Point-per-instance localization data
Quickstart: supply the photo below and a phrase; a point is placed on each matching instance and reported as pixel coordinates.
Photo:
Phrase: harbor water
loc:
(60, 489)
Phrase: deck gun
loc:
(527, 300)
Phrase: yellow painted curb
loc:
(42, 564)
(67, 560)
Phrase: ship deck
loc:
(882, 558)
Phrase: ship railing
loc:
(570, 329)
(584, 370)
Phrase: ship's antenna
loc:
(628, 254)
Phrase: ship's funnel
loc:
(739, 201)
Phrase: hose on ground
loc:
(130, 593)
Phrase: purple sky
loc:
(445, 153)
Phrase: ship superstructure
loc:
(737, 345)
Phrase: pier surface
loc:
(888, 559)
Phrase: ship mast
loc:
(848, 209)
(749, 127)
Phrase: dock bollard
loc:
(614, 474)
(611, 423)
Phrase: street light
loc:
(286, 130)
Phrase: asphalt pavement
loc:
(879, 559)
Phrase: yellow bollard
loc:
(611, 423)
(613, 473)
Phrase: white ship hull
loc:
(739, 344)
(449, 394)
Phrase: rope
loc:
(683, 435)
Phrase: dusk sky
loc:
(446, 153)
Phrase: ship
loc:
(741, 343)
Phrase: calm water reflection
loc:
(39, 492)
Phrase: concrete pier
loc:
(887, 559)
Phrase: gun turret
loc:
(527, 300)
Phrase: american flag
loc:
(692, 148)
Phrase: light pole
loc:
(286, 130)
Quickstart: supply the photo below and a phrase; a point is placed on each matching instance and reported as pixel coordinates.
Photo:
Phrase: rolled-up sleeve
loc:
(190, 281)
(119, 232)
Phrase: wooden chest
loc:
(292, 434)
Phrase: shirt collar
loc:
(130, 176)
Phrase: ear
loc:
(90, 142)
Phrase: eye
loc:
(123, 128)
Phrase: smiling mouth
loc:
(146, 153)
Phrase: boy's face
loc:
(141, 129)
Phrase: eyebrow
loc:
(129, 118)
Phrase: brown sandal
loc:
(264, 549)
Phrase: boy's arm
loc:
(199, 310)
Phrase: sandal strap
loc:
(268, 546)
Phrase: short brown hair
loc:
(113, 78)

### What this task involves
Only lines containing the string "bollard" belong in the answer; find them in the data above and copy them.

### Exercise output
Phrase: dock bollard
Phrase: yellow bollard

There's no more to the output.